_RECORD SET_
════════

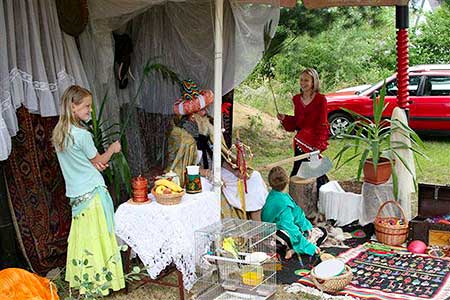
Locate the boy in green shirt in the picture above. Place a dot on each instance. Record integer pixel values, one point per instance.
(294, 231)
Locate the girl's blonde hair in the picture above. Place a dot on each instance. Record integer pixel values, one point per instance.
(315, 76)
(72, 95)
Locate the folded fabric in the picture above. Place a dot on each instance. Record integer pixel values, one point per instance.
(19, 284)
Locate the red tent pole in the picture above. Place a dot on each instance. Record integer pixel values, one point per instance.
(402, 22)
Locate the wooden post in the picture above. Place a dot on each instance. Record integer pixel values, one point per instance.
(304, 192)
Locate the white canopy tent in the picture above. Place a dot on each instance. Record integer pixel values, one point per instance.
(179, 34)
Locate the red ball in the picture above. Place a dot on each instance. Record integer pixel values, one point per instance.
(417, 246)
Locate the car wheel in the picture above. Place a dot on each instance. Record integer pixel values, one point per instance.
(339, 121)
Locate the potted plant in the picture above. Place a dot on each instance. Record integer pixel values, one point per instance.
(370, 140)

════════

_WHAT THIS TASK INVOLVES_
Pictures stay out; all other material above is restated word for word.

_RESPONSE AREA_
Locate the boy in green shirt in the picture above. Place a dot on each instance. Record integer pixel values, one point per instance.
(294, 231)
Locate the girl's blonde hair in the picture above. Place a dot on each instance. Record integer pixel values, one point per instance.
(315, 76)
(72, 95)
Locate the folded fabric in the picture above. Place a dot on each instance. Record integer pixel values, one point per instance.
(19, 284)
Locate the red tent pole in the picture above. Place a dot on each instance. Record integer pixel values, one point per instance.
(402, 22)
Locate the wooden post in the picture above. Place a dot on each instance. Record integer pixel values, one point per instance.
(304, 192)
Locate the white canopy tent in the picture above. Place a dot on each instance. Record integer pixel values, one point per instance.
(179, 34)
Locate the red ball in the picture above. Place a dot on each instance. Record integer pixel values, one point per instance.
(417, 246)
Locate the car wheel in the picture above. Place a dot on each instance. Record integer pixel values, one point per instance.
(339, 121)
Locate the potted plant in the picture above. Place a dot on each instance. Record integer pixel values, one point per instance.
(370, 140)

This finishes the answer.